To be done
Rewrite every line of the records below as a numbered list, skipping any blank lines. Leave the pictures out of your answer.

Items from a labeling collection

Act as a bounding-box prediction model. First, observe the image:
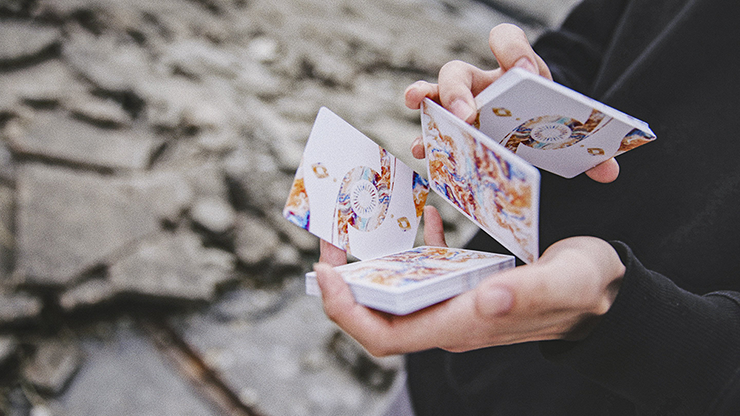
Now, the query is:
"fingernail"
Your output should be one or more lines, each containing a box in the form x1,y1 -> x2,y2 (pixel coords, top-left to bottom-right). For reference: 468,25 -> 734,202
514,56 -> 539,74
479,287 -> 514,315
450,98 -> 475,121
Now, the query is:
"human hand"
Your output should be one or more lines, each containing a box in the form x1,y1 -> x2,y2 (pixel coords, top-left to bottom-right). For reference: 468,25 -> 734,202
314,207 -> 625,356
404,23 -> 619,183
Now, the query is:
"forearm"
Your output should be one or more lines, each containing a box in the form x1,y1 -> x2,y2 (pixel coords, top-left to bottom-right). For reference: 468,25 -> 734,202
541,244 -> 740,415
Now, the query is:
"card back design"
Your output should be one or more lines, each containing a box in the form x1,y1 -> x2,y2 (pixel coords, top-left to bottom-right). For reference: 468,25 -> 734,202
283,108 -> 429,259
306,246 -> 514,315
475,68 -> 655,178
422,99 -> 540,263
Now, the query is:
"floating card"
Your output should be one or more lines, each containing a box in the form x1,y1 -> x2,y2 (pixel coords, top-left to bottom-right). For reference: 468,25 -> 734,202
283,108 -> 429,260
306,246 -> 514,315
475,68 -> 655,178
421,98 -> 540,263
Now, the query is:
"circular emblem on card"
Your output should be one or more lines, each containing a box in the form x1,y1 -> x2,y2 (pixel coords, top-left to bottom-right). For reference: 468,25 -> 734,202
530,122 -> 573,144
350,179 -> 380,218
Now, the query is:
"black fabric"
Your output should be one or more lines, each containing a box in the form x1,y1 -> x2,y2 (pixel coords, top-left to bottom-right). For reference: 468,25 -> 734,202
407,0 -> 740,416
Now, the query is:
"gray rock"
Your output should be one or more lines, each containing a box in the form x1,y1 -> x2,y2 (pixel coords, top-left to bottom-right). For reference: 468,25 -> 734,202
0,21 -> 60,68
272,244 -> 303,270
64,96 -> 132,128
110,233 -> 234,301
328,331 -> 403,390
247,36 -> 280,63
190,198 -> 236,234
173,279 -> 398,416
10,112 -> 162,169
0,336 -> 18,368
267,210 -> 319,253
0,59 -> 85,114
23,339 -> 82,395
63,32 -> 152,91
59,279 -> 117,312
182,162 -> 229,200
234,214 -> 280,266
0,293 -> 43,326
54,322 -> 219,416
122,170 -> 194,223
0,184 -> 15,278
16,164 -> 159,286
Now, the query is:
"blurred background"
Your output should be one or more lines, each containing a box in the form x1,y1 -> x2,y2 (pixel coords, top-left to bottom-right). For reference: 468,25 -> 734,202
0,0 -> 575,416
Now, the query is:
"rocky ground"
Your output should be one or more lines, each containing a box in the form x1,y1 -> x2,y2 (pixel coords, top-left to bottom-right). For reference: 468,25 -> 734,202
0,0 -> 572,416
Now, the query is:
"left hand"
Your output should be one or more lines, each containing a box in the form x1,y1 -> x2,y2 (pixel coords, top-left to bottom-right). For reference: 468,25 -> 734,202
314,207 -> 625,356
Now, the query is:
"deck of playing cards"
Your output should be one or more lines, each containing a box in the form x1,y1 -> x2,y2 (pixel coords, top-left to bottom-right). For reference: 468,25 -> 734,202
475,68 -> 655,178
283,69 -> 655,315
306,246 -> 514,315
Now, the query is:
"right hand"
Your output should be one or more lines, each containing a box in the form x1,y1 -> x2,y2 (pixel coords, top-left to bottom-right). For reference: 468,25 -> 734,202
404,23 -> 619,183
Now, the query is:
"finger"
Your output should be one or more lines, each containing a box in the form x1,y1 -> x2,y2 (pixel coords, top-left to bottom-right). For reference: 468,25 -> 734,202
439,61 -> 500,123
403,81 -> 439,110
586,158 -> 619,183
319,239 -> 347,266
488,23 -> 552,79
411,136 -> 426,159
424,205 -> 447,247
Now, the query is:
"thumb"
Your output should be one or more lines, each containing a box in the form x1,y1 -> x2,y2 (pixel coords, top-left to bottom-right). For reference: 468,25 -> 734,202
488,23 -> 552,79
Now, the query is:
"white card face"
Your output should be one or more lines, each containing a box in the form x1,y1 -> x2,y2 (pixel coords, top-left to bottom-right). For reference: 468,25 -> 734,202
476,68 -> 655,178
421,99 -> 540,263
326,246 -> 513,292
283,108 -> 429,260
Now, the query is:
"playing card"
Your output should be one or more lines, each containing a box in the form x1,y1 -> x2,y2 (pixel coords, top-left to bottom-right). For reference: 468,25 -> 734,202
306,246 -> 514,315
283,108 -> 429,260
421,99 -> 540,263
475,68 -> 655,178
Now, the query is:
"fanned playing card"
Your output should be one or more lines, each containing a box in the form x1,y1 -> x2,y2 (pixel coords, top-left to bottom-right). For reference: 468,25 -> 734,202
306,246 -> 514,315
283,107 -> 429,260
421,98 -> 540,263
475,68 -> 655,178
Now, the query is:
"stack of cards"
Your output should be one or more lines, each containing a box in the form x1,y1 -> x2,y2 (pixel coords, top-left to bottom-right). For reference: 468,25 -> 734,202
306,246 -> 514,315
283,69 -> 655,314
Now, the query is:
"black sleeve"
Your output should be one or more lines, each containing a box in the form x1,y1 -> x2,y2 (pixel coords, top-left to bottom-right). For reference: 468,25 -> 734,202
540,243 -> 740,415
534,0 -> 628,94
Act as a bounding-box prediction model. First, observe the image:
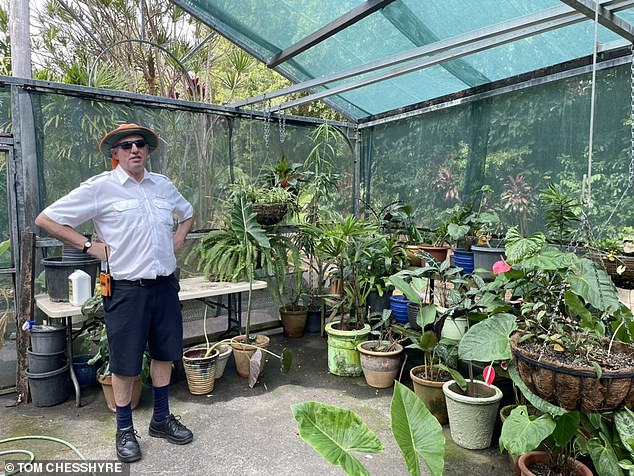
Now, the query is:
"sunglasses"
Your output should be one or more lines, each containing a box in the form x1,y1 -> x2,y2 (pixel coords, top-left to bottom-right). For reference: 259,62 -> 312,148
112,139 -> 147,150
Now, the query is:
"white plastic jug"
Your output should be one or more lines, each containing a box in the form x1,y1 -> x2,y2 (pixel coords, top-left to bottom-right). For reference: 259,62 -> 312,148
68,269 -> 92,306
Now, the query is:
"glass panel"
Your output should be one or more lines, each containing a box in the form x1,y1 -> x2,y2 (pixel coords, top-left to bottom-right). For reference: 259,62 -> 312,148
0,86 -> 11,135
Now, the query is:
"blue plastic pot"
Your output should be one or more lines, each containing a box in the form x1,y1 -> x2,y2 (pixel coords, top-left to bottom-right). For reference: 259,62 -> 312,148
73,354 -> 99,388
390,295 -> 409,324
453,250 -> 474,274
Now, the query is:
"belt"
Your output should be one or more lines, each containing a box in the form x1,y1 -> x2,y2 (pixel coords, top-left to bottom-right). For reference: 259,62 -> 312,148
112,273 -> 174,287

Solution below
1. Act as a bounding-box prediction model. First, observe the image:
2. Now, the query is:
3. "fingernail"
4. Your output should be one or more lines, each containing a box in the form x1,y1 -> x2,y2 (pixel coords, top-left to bottom-right). For reference: 468,25 -> 734,202
5. 514,56 -> 539,74
6. 479,287 -> 514,315
7. 450,98 -> 475,121
8. Now, the query is:
9. "human hand"
10. Your output should be one or more lines, each containing a box in the form x1,y1 -> x2,y2 (pixel coords, top-left to bottom-right). For reference: 468,25 -> 734,202
11. 314,207 -> 625,356
12. 404,23 -> 619,183
13. Now, the query is:
14. "forearm"
15. Your output should be one or more lines, each containing a box in the form x1,y1 -> x2,y2 (pixel coords, top-left to bottom-right). For reference: 468,25 -> 734,202
16. 541,244 -> 740,415
17. Now, the query is:
18. "card back design"
19. Your output should be one or more lines, each containing a box in the form x1,y1 -> x2,y2 (pixel coords, top-left to bottom-right). For reference: 468,25 -> 734,202
20. 283,108 -> 429,259
21. 306,246 -> 514,315
22. 475,68 -> 655,178
23. 422,99 -> 540,263
24. Now, the query is:
25. "floating card"
26. Your output should be one or more lines, each containing a box in the form x1,y1 -> x2,y2 (pixel coords, top-left to bottom-right). For reference: 468,25 -> 734,202
27. 283,108 -> 429,260
28. 306,246 -> 514,315
29. 475,68 -> 655,178
30. 421,98 -> 540,263
31. Now, the query is:
32. "circular emblem on card"
33. Your output should be one or more lines, each containing a box in the form x1,y1 -> x2,y2 (pixel coords, top-left to bottom-right). For reference: 468,25 -> 734,202
34. 530,122 -> 573,144
35. 350,179 -> 380,218
36. Now, the query is:
37. "black fabric"
38. Your output should be one or more lines, each containing a box in the form x1,y1 -> x2,y2 (pixel coords, top-left to bottom-right). For reference: 468,25 -> 734,202
39. 407,0 -> 740,416
40. Now, the query is:
41. "gray rock"
42. Your output should be one or more lines, each containing a box in the form x1,y1 -> x2,y2 (pixel coords, top-left to bottom-right). For reference: 468,25 -> 734,202
43. 0,21 -> 60,68
44. 272,244 -> 303,270
45. 64,96 -> 132,128
46. 110,233 -> 234,301
47. 328,331 -> 403,390
48. 247,36 -> 280,63
49. 190,198 -> 236,234
50. 173,279 -> 398,416
51. 10,112 -> 162,169
52. 0,336 -> 18,368
53. 267,210 -> 319,253
54. 0,59 -> 85,114
55. 23,339 -> 82,395
56. 63,32 -> 152,91
57. 59,279 -> 117,312
58. 182,162 -> 229,200
59. 234,214 -> 280,266
60. 0,293 -> 43,326
61. 54,322 -> 219,416
62. 122,170 -> 194,223
63. 0,184 -> 15,278
64. 16,164 -> 159,286
65. Now, the query is:
66. "blurred background"
67. Your output should be one or more lines, each containing a box in the form x1,y1 -> x2,y2 (pixel coords, top-left to bottom-right). For reference: 468,25 -> 734,202
68. 0,0 -> 575,416
69. Now, the query is:
70. "rocky ground"
71. Your output should be one or more lines, each containing a box in the form x1,y1 -> x2,y2 (pixel coords, top-left to bottom-right). For reference: 468,25 -> 734,202
72. 0,0 -> 572,416
73. Now, the query is:
74. "left hand"
75. Your output should be one or more lines, each containing a box in the form x1,y1 -> x2,y2 (pixel coords, top-left to bottom-right). For reference: 468,25 -> 734,202
76. 314,207 -> 625,356
77. Now, the query is:
78. "deck of playing cards"
79. Your output should be one or more lines, each containing a box in the form x1,y1 -> x2,y2 (pixel coords, top-left to bottom-right). For reference: 468,25 -> 734,202
80. 475,68 -> 655,178
81. 283,69 -> 655,315
82. 306,246 -> 514,315
83. Now, the query is:
84. "right hand"
85. Your output should be one or more lines, each containing a box in the form x1,y1 -> x2,y2 (pixel coords, top-left to bottom-right). For reference: 468,25 -> 734,202
86. 404,23 -> 619,183
87. Now, the query is:
88. "finger"
89. Your output should be one or more lines, each containing a box in the form x1,y1 -> x2,y2 (pixel coords, top-left to bottom-right). For reference: 468,25 -> 734,202
90. 439,61 -> 500,123
91. 403,81 -> 439,110
92. 586,158 -> 619,183
93. 319,239 -> 347,266
94. 488,23 -> 552,79
95. 411,136 -> 426,159
96. 424,205 -> 447,247
97. Now, the query is:
98. "thumb"
99. Your output should be one or more lines, each containing a box in the form x1,y1 -> x2,y2 (pixel coords, top-left to bottom-right). For reference: 468,25 -> 734,202
100. 488,23 -> 552,79
101. Now, the query is:
102. "white card face"
103. Your output should be one or more lines, each containing a box in the form x1,y1 -> x2,y2 (pixel coords, top-left to bottom-right). For reference: 468,25 -> 734,202
104. 476,68 -> 655,178
105. 421,99 -> 540,263
106. 326,246 -> 513,292
107. 283,108 -> 429,260
108. Now, the query is:
109. "playing card"
110. Your output should be one or more lines, each containing a box in the form x1,y1 -> x2,y2 (pixel coords, top-left to bottom-right). For reference: 468,25 -> 734,202
111. 306,246 -> 514,315
112. 283,108 -> 429,260
113. 421,99 -> 540,263
114. 475,68 -> 655,178
115. Now, the query is:
116. "fanned playing card"
117. Your output should be one or more lines, each containing a box in the form x1,y1 -> x2,y2 (pixel coords, top-left to bottom-right). For reference: 468,25 -> 734,202
118. 306,246 -> 514,315
119. 283,107 -> 429,260
120. 421,98 -> 540,263
121. 475,68 -> 655,178
122. Now, the query is:
123. "stack of cards"
124. Your output should be one or more lines, each containing a box in the form x1,y1 -> x2,y2 (pixel coords, top-left to bottom-right). For reference: 468,25 -> 734,202
125. 306,246 -> 514,315
126. 283,69 -> 655,314
127. Now, the query is:
128. "black sleeve"
129. Your output should be one or more lines, each containing a box in the form x1,y1 -> x2,y2 (pixel coords, top-left to bottom-right). For reference: 468,25 -> 734,202
130. 540,243 -> 740,415
131. 534,0 -> 628,94
132. Act as a bounding-box prediction model. First, observe the image:
133. Now, the query is:
134. "sunglasses"
135. Your output should be one or more lines, each containing a box in the form x1,y1 -> x2,y2 (pixel coords, top-left to bottom-right). For reference: 259,62 -> 312,148
136. 112,139 -> 147,150
137. Now, the query is:
138. "white plastic jug"
139. Your output should be one or more lines, each containing a box in the form x1,y1 -> x2,y2 (pixel coords, top-left to bottom-right). For reference: 259,62 -> 312,148
140. 68,269 -> 92,306
141. Now, the query is:
142. "glass panel"
143. Your output should be one or more lines, each containing a box in the form x1,y1 -> x2,y2 (pixel coords, top-left to bottom-right). For reference: 259,62 -> 312,148
144. 0,86 -> 11,135
145. Now, the query is:
146. "blue plastic pot"
147. Your output should be one or more lines, each containing a box in the form x1,y1 -> x2,y2 (pixel coords, top-left to bottom-right). For reference: 259,62 -> 312,148
148. 73,354 -> 99,388
149. 390,295 -> 409,324
150. 453,250 -> 474,274
151. Now, the query is:
152. "belt"
153. Your output should be one or more lines, each containing a box in the form x1,y1 -> x2,y2 (pixel coords, top-left to bottom-right). For reference: 259,62 -> 312,148
154. 112,273 -> 174,287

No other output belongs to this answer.